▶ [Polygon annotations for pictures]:

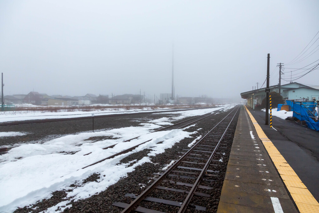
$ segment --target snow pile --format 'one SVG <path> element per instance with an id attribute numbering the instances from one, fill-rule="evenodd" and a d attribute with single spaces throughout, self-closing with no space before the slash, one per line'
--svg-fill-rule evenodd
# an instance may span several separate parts
<path id="1" fill-rule="evenodd" d="M 266 111 L 266 109 L 263 109 L 262 111 Z M 269 113 L 270 114 L 270 110 L 269 110 Z M 287 112 L 286 110 L 277 111 L 277 108 L 271 109 L 271 115 L 273 116 L 276 116 L 282 119 L 285 119 L 288 117 L 292 117 L 293 116 L 292 111 Z"/>
<path id="2" fill-rule="evenodd" d="M 175 161 L 171 161 L 171 163 L 169 163 L 169 164 L 168 165 L 164 167 L 164 168 L 162 169 L 162 170 L 167 170 L 167 169 L 169 168 L 169 167 L 173 164 L 175 162 Z"/>
<path id="3" fill-rule="evenodd" d="M 26 135 L 27 133 L 21 132 L 0 132 L 0 137 L 12 137 L 20 136 Z"/>
<path id="4" fill-rule="evenodd" d="M 32 105 L 32 104 L 31 104 Z M 34 106 L 34 105 L 32 106 Z M 58 106 L 61 107 L 61 106 Z M 114 115 L 122 113 L 137 113 L 140 112 L 156 112 L 159 110 L 167 111 L 171 109 L 166 108 L 153 110 L 150 107 L 144 107 L 141 109 L 127 110 L 123 108 L 110 108 L 101 110 L 97 110 L 89 112 L 84 111 L 67 111 L 67 108 L 61 110 L 61 111 L 56 112 L 41 112 L 39 111 L 17 111 L 0 112 L 0 122 L 10 122 L 30 120 L 51 119 L 53 118 L 91 117 L 92 114 L 95 115 Z"/>
<path id="5" fill-rule="evenodd" d="M 176 120 L 224 108 L 174 112 L 179 115 L 174 118 L 141 123 L 140 126 L 83 133 L 13 148 L 7 153 L 0 156 L 0 212 L 12 212 L 18 207 L 23 207 L 49 198 L 56 190 L 70 190 L 67 192 L 67 197 L 72 197 L 76 201 L 102 192 L 125 177 L 136 166 L 151 162 L 148 156 L 134 162 L 132 165 L 130 163 L 117 164 L 122 159 L 145 149 L 151 150 L 149 156 L 155 156 L 197 132 L 188 132 L 184 131 L 187 128 L 184 128 L 150 133 L 161 127 L 154 123 Z M 140 136 L 137 139 L 122 142 L 139 135 Z M 93 137 L 101 136 L 104 136 L 105 139 L 96 141 Z M 149 140 L 150 141 L 127 153 L 81 169 Z M 112 148 L 102 148 L 113 145 L 115 146 Z M 92 153 L 83 155 L 90 152 Z M 83 180 L 94 173 L 100 174 L 98 182 L 83 183 Z M 75 181 L 79 186 L 70 186 Z M 48 209 L 48 212 L 56 212 L 58 206 L 65 205 L 67 202 L 58 203 Z"/>
<path id="6" fill-rule="evenodd" d="M 172 121 L 176 121 L 184 119 L 188 117 L 197 116 L 202 115 L 210 112 L 212 113 L 217 111 L 224 110 L 227 111 L 235 107 L 234 106 L 223 106 L 216 108 L 202 109 L 200 110 L 195 110 L 188 111 L 182 111 L 177 112 L 161 112 L 160 113 L 155 113 L 155 114 L 180 114 L 179 116 L 174 117 L 171 117 L 170 118 L 164 117 L 159 119 L 153 120 L 149 121 L 149 123 L 154 123 L 158 125 L 168 125 L 168 123 Z M 171 124 L 171 125 L 172 124 Z"/>
<path id="7" fill-rule="evenodd" d="M 195 143 L 197 141 L 201 138 L 202 138 L 202 135 L 199 135 L 199 136 L 198 136 L 198 137 L 197 137 L 197 138 L 196 139 L 195 139 L 192 141 L 191 143 L 188 144 L 188 145 L 187 145 L 187 146 L 188 147 L 191 147 L 193 145 L 195 144 Z"/>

▶ [The task]: Copy out every line of the material above word for word, leaving out the pictures.

▶ [Answer to the task]:
$ segment --target snow pile --format 'one SVG <path> element per instance with an id attribute numbering the instances from one, fill-rule="evenodd" and a d attribute with single spaces throughout, self-closing with no space before the slash, one per line'
--svg-fill-rule evenodd
# an instance may span several separate parts
<path id="1" fill-rule="evenodd" d="M 266 111 L 266 109 L 263 109 L 262 111 Z M 269 113 L 270 114 L 270 110 L 269 110 Z M 287 112 L 286 110 L 277 111 L 277 108 L 271 109 L 271 115 L 273 116 L 276 116 L 282 119 L 285 119 L 288 117 L 292 117 L 293 116 L 292 111 Z"/>
<path id="2" fill-rule="evenodd" d="M 175 161 L 171 161 L 171 163 L 169 163 L 169 164 L 168 165 L 164 167 L 164 168 L 162 169 L 162 170 L 167 170 L 167 169 L 169 168 L 169 167 L 173 164 L 175 162 Z"/>
<path id="3" fill-rule="evenodd" d="M 26 135 L 27 133 L 21 132 L 0 132 L 0 137 L 12 137 L 20 136 Z"/>
<path id="4" fill-rule="evenodd" d="M 32 105 L 32 104 L 31 104 Z M 34 106 L 34 105 L 32 106 Z M 58 106 L 61 107 L 61 106 Z M 114 115 L 122 113 L 137 113 L 140 112 L 156 112 L 159 110 L 167 111 L 171 109 L 166 108 L 153 110 L 150 107 L 144 107 L 141 109 L 127 110 L 123 108 L 110 108 L 101 110 L 97 110 L 89 112 L 84 111 L 67 111 L 67 108 L 61 110 L 61 111 L 56 112 L 41 112 L 39 111 L 17 111 L 0 112 L 0 122 L 10 122 L 30 120 L 51 119 L 53 118 L 91 117 L 92 114 L 95 115 Z"/>
<path id="5" fill-rule="evenodd" d="M 176 120 L 224 108 L 174 112 L 179 115 L 174 118 L 141 123 L 140 126 L 83 133 L 13 148 L 7 153 L 0 156 L 0 212 L 12 212 L 18 207 L 23 207 L 49 198 L 56 190 L 70 190 L 67 192 L 67 197 L 72 197 L 76 201 L 102 192 L 125 177 L 136 166 L 151 162 L 148 156 L 134 162 L 132 165 L 130 163 L 117 164 L 122 159 L 145 149 L 151 150 L 149 156 L 155 156 L 197 132 L 188 132 L 184 131 L 187 128 L 184 128 L 150 133 L 161 127 L 154 123 Z M 140 136 L 137 139 L 122 142 L 139 135 Z M 93 137 L 101 136 L 104 136 L 105 139 L 96 141 Z M 149 140 L 150 141 L 127 153 L 81 169 Z M 112 148 L 102 148 L 113 145 L 115 146 Z M 92 153 L 83 155 L 90 152 Z M 83 180 L 94 173 L 100 174 L 98 182 L 83 183 Z M 75 181 L 79 186 L 70 186 Z M 48 209 L 48 212 L 56 212 L 58 206 L 65 205 L 67 202 L 58 203 Z"/>
<path id="6" fill-rule="evenodd" d="M 172 121 L 176 121 L 184 119 L 188 117 L 197 116 L 202 115 L 210 112 L 212 113 L 217 111 L 224 110 L 227 111 L 235 107 L 234 106 L 223 106 L 216 108 L 202 109 L 200 110 L 195 110 L 188 111 L 182 111 L 177 112 L 161 112 L 160 113 L 155 113 L 155 114 L 180 114 L 179 116 L 174 117 L 171 117 L 170 118 L 164 117 L 159 119 L 153 120 L 149 121 L 149 123 L 154 123 L 158 125 L 168 125 L 168 123 Z M 171 124 L 171 125 L 172 124 Z"/>
<path id="7" fill-rule="evenodd" d="M 195 143 L 197 141 L 201 138 L 202 138 L 202 135 L 199 135 L 199 136 L 198 136 L 198 137 L 197 137 L 197 138 L 196 139 L 195 139 L 192 141 L 191 143 L 188 144 L 188 145 L 187 145 L 187 146 L 188 147 L 191 147 L 193 145 L 195 144 Z"/>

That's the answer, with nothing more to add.